#### Written request:
Copy out the rows below, from the first one through the line that contains "[[[718,5],[648,7],[609,585],[767,585]]]", keeping every character unchanged and including both ends. Leave the pictures out of your answer.
_ _ _
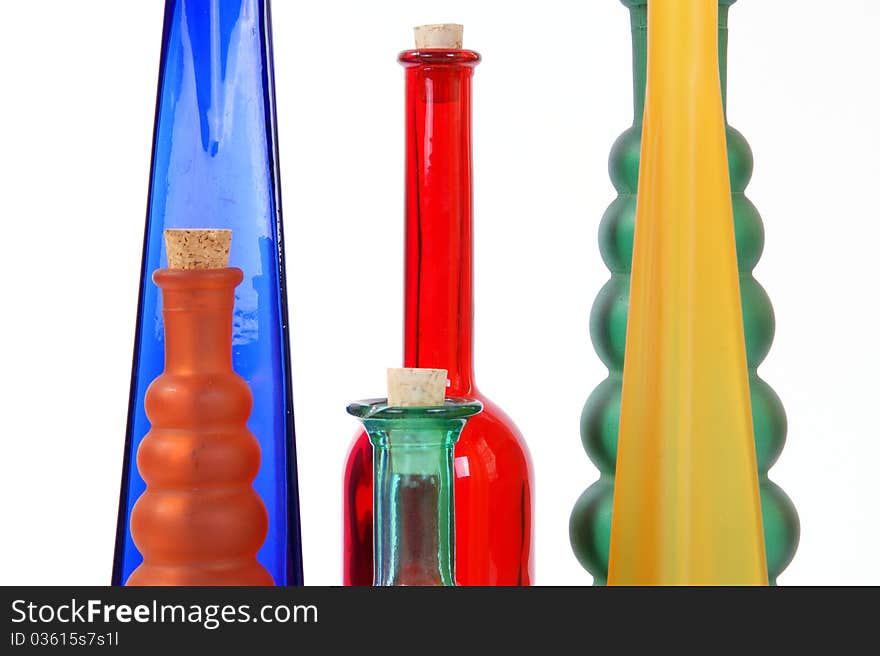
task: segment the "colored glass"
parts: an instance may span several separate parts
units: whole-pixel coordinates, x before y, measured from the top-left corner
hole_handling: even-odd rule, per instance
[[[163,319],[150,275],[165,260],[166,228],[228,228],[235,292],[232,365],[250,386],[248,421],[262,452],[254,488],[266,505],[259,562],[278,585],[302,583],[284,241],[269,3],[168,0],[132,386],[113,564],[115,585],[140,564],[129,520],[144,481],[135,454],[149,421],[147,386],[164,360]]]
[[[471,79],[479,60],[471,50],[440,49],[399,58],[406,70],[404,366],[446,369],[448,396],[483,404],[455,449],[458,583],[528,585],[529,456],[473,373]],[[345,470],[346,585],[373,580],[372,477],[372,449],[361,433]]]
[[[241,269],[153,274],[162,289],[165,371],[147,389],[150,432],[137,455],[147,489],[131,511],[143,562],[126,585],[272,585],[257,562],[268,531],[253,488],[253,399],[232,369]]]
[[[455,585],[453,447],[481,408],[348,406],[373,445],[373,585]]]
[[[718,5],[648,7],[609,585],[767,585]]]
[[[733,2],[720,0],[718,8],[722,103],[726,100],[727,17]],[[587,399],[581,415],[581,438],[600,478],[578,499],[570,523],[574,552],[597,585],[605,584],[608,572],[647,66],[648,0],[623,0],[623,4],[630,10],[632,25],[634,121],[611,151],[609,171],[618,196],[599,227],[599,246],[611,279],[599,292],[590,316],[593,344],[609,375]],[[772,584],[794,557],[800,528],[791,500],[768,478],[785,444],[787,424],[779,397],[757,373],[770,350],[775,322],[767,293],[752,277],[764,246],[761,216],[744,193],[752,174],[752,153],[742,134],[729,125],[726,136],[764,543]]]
_ _ _
#### The solution:
task: segment the "colored glass"
parts: an instance may span several separate parts
units: whole-pixel coordinates, x before y, measured from the top-left corner
hole_handling: even-odd rule, per instance
[[[163,319],[150,275],[165,260],[166,228],[228,228],[235,292],[232,365],[250,386],[248,421],[262,452],[254,488],[266,505],[259,562],[278,585],[302,583],[284,241],[269,3],[168,0],[132,386],[113,564],[115,585],[140,564],[129,520],[144,481],[135,454],[149,421],[147,386],[164,360]]]
[[[471,79],[479,60],[471,50],[440,49],[399,58],[406,70],[404,366],[446,369],[448,396],[483,404],[455,449],[458,583],[528,585],[529,456],[473,373]],[[345,470],[346,585],[373,580],[372,477],[372,449],[361,433]]]
[[[241,269],[153,274],[162,289],[165,371],[147,389],[150,432],[137,455],[147,489],[131,511],[143,562],[126,585],[272,585],[257,562],[268,531],[253,488],[253,399],[232,369]]]
[[[455,585],[453,447],[481,408],[348,406],[373,445],[373,585]]]
[[[718,5],[648,7],[609,585],[767,585]]]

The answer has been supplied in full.